マウスガードで外傷〝歯止め〟 花巻東高女子硬式野球部に提供

マウスガード用の歯型をとる花巻東高女子硬式野球部の選手たち

 花巻東高女子硬式野球部に強力な「援軍」が加わった。日本スポーツ歯科医学会が普及調査事業としてマウスガードを提供。全面委託された岩手県歯科医師会が選手の歯型を取り、既製品ではなく「カスタムタイプ」を作製する。女子野球部への提供は全国第1号。選手たちが啓発の旗振り役となり、競技中の外傷に〝歯止め〟をかける。

 盛岡市の県歯科医師会館で今月上旬に行われたのは「歯型」採取。選手たちはピンク色の印象材を恐る恐る口に入れた。和久本結華副主将(3年)は「気持ち悪かった。軟らかい消しゴムを食べている感じ」と苦笑い。かんだまま無表情になると、順番待ちの選手が「寝てる?」と声をかけて笑いを誘った。午後5時から3時間以上かけて歯型66人分が完成した。

 県歯科医師会の技術と熱意で実現。鈴木卓哉常務理事(57)は「野球はけがをした場合、歯が折れたり抜けたりと重傷度が高い。マウスガードは外傷予防効果が大きく、野球で使う防具の一つになればいい」と期待を込める。

# 記録の抜粋:
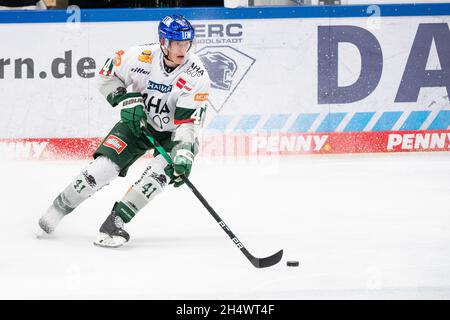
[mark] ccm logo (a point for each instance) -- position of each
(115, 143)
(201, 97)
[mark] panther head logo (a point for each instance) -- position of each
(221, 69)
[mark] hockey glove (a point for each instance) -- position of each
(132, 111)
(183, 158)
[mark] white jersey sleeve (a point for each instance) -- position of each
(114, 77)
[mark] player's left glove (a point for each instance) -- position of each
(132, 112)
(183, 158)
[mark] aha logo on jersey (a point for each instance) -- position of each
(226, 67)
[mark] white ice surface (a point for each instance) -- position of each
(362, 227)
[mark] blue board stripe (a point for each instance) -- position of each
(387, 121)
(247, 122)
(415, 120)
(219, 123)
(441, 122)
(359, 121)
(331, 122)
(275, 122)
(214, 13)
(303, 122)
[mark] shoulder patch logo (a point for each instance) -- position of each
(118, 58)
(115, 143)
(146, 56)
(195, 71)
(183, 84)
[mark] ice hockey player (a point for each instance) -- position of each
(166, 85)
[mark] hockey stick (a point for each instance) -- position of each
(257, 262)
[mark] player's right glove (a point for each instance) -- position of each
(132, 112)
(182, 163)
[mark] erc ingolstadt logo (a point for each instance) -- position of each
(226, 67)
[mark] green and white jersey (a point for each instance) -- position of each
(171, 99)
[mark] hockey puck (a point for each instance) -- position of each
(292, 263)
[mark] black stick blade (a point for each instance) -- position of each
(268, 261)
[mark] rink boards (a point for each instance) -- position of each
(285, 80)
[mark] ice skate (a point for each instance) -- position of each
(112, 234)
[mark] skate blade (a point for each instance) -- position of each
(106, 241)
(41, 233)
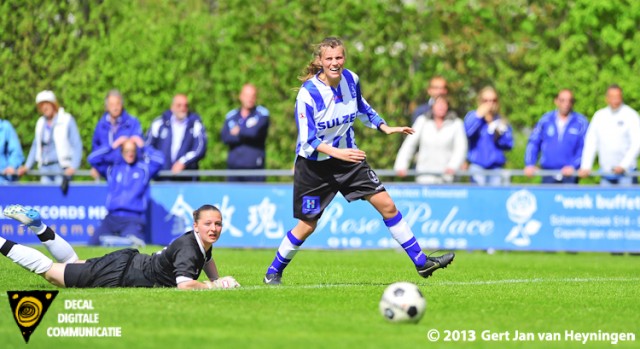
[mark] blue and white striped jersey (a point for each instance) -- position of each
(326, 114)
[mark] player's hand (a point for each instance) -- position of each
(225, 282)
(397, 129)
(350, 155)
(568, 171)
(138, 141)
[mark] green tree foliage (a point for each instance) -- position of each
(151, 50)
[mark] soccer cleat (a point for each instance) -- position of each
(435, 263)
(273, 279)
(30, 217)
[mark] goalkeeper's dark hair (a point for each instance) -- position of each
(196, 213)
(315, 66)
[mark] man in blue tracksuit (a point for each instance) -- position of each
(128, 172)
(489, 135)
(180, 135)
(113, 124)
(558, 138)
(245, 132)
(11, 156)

# 課題一覧:
A. マウスガードの記事のうち、「マウスガードで外傷〝歯止め〟 花巻東高女子硬式野球部に提供」と「なればいい」と期待を込める。」の間を、その両方も含めて書き写せますか？
B. マウスガードの記事で「盛岡市の県歯科医師会館で」から始まる段落を、主な事実を残して箇条書きにまとめられますか？

# 課題別の回答:
A.
マウスガードで外傷〝歯止め〟 花巻東高女子硬式野球部に提供

マウスガード用の歯型をとる花巻東高女子硬式野球部の選手たち

 花巻東高女子硬式野球部に強力な「援軍」が加わった。日本スポーツ歯科医学会が普及調査事業としてマウスガードを提供。全面委託された岩手県歯科医師会が選手の歯型を取り、既製品ではなく「カスタムタイプ」を作製する。女子野球部への提供は全国第1号。選手たちが啓発の旗振り役となり、競技中の外傷に〝歯止め〟をかける。

 盛岡市の県歯科医師会館で今月上旬に行われたのは「歯型」採取。選手たちはピンク色の印象材を恐る恐る口に入れた。和久本結華副主将(3年)は「気持ち悪かった。軟らかい消しゴムを食べている感じ」と苦笑い。かんだまま無表情になると、順番待ちの選手が「寝てる?」と声をかけて笑いを誘った。午後5時から3時間以上かけて歯型66人分が完成した。

 県歯科医師会の技術と熱意で実現。鈴木卓哉常務理事(57)は「野球はけがをした場合、歯が折れたり抜けたりと重傷度が高い。マウスガードは外傷予防効果が大きく、野球で使う防具の一つになればいい」と期待を込める。

B.
- 今月上旬、盛岡市の県歯科医師会館で歯型の採取が行われた
- 選手たちはピンク色の印象材を恐る恐る口に入れた
- 和久本結華副主将(3年)は「気持ち悪かった。軟らかい消しゴムを食べている感じ」と苦笑いした
- かんだまま無表情になると、順番待ちの選手が「寝てる?」と声をかけて笑いを誘った
- 午後5時から3時間以上かけて、66人分の歯型が完成した